═══ EXERCISE DATA ═══

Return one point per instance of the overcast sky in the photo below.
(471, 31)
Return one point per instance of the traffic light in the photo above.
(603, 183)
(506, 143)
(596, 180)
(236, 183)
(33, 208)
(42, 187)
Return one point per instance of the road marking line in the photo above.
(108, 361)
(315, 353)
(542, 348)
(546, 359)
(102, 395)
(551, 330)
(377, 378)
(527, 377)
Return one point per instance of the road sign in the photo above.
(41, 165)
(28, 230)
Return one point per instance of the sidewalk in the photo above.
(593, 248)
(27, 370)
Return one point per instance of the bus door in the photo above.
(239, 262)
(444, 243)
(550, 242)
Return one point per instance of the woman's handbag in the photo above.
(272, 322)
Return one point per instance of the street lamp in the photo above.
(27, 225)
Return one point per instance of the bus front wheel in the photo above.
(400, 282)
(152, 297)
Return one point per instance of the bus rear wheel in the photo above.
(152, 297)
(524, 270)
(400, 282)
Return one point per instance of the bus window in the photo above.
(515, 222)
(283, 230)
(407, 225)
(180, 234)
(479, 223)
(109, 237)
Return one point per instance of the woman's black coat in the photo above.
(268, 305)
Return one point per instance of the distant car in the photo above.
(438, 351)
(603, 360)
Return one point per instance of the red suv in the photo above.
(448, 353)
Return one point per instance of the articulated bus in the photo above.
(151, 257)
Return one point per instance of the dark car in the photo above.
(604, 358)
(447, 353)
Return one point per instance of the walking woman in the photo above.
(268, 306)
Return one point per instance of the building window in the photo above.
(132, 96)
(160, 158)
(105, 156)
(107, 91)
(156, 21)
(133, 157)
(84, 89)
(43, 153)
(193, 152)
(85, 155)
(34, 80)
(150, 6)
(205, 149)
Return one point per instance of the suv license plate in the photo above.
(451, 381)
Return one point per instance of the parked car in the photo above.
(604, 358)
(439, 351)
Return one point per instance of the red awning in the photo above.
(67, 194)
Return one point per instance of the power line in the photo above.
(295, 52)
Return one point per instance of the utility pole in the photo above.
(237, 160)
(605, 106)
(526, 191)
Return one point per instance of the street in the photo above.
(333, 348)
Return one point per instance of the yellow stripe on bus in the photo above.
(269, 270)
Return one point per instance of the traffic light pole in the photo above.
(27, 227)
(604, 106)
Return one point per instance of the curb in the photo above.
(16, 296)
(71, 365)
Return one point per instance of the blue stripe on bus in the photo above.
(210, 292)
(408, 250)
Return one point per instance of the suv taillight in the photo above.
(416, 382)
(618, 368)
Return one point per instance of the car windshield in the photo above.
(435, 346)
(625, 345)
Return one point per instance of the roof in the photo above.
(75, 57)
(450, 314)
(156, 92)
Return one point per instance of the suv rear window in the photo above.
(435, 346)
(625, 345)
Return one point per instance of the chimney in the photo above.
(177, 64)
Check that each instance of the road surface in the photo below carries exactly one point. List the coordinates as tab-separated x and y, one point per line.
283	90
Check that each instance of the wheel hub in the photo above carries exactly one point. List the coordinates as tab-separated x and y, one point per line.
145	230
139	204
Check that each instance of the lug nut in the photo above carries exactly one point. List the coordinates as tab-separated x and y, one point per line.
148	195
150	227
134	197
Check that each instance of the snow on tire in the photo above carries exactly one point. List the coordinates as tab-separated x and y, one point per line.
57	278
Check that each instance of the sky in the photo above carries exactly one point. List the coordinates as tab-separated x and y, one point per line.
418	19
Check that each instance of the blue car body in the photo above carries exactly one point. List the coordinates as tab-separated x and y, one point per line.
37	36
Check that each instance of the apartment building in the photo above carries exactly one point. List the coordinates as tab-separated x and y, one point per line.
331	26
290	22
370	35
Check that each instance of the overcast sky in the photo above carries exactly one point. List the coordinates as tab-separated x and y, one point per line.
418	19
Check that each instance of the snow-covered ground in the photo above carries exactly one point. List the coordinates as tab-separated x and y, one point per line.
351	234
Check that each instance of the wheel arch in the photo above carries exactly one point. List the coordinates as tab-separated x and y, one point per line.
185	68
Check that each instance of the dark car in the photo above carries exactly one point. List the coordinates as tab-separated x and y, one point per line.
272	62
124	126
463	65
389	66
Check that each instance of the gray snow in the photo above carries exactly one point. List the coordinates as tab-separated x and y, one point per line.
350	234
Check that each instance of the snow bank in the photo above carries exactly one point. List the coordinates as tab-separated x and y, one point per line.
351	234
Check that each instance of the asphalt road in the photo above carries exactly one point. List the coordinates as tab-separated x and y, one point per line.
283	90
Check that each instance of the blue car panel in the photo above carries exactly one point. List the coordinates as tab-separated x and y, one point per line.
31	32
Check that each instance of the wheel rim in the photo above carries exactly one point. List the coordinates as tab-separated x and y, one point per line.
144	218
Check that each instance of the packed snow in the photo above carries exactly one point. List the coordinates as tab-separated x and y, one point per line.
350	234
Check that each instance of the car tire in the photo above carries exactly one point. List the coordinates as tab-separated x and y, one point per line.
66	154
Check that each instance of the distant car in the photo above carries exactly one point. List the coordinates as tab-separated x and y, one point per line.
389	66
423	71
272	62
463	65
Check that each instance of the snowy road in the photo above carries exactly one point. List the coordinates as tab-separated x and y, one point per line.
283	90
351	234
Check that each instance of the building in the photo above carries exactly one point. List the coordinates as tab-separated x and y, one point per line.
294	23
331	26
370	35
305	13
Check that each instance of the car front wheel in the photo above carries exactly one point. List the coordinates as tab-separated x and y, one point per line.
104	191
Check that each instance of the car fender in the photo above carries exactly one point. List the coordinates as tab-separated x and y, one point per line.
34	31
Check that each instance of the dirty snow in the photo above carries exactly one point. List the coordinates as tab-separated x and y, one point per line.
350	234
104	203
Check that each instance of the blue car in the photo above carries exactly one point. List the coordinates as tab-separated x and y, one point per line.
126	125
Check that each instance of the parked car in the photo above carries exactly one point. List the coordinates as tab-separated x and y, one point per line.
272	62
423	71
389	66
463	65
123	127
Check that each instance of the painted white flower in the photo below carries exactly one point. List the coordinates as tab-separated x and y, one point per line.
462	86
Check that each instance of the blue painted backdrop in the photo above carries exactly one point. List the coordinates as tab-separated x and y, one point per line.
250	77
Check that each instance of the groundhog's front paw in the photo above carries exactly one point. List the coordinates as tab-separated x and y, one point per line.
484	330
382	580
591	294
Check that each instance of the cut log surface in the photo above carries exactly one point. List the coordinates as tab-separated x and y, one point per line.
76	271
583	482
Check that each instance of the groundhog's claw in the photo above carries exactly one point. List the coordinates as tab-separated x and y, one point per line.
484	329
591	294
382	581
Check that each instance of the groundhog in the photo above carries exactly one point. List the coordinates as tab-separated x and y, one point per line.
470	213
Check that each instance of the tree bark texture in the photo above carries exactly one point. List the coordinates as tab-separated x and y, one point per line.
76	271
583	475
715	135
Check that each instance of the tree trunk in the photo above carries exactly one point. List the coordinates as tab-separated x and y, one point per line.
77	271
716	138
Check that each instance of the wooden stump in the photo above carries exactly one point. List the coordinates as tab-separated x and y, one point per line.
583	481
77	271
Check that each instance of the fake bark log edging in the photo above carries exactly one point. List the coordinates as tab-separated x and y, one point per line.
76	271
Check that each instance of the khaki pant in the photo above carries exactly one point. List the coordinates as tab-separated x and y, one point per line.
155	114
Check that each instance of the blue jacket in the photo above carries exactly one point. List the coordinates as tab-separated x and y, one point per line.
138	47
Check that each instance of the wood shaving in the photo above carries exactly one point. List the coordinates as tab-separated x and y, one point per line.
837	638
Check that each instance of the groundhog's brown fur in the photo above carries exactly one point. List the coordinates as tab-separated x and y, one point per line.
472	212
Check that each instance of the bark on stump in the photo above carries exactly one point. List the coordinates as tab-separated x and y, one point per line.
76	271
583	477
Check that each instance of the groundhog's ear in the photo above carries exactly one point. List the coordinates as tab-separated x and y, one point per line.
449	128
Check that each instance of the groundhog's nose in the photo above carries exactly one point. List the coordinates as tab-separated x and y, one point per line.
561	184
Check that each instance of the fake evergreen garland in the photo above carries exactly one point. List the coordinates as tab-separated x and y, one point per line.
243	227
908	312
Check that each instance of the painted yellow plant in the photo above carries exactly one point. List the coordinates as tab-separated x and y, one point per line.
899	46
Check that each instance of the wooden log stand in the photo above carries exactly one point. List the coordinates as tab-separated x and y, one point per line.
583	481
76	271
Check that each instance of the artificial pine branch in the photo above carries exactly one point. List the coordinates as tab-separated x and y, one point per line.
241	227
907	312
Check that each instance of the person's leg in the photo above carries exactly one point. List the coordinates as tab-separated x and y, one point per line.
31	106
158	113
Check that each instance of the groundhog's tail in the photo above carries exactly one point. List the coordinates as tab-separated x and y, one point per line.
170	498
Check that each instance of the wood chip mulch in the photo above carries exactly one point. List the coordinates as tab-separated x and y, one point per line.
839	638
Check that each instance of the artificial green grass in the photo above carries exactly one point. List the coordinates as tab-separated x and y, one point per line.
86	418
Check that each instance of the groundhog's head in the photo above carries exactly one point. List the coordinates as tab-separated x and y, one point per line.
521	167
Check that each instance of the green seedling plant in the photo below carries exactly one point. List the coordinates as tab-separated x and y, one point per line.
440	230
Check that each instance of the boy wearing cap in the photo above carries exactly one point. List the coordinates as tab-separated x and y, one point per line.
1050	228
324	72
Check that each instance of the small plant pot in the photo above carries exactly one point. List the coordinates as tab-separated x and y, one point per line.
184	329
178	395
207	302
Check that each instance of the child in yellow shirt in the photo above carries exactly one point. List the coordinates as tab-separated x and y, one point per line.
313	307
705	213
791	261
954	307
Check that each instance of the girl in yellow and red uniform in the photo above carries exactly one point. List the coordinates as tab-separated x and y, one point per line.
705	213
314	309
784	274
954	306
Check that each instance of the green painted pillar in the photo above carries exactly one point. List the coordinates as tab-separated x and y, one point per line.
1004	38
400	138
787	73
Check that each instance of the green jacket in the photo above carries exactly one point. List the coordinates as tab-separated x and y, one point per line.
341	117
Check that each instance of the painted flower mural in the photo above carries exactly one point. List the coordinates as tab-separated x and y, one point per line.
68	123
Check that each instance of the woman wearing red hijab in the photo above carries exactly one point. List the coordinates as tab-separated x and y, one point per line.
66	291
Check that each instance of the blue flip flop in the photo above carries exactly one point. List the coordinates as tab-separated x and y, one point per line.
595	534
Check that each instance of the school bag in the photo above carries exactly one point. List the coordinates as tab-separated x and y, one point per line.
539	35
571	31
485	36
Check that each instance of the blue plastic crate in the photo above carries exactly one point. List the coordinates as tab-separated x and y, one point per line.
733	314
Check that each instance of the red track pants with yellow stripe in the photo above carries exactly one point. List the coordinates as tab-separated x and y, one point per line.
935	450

═══

■ TASK TO CARRY OUT
Return, without any change, the lines from the one holding "Check that each instance of the school" through the end of the listing, and only those.

■ TASK ANSWER
Check that each instance of the school bag in the photo above carries exactly one point. List the coordinates as tab-separated x and y, one point per line.
539	35
571	31
485	36
Check that each instance of the blue plastic crate in the photo above carries exactly one point. List the coordinates as tab-separated x and y, one point per line.
733	314
Check that each instance of the red track pants with yellow stripe in the photo above carries exactly one point. List the coordinates as tab-separated x and y, one point per line.
935	450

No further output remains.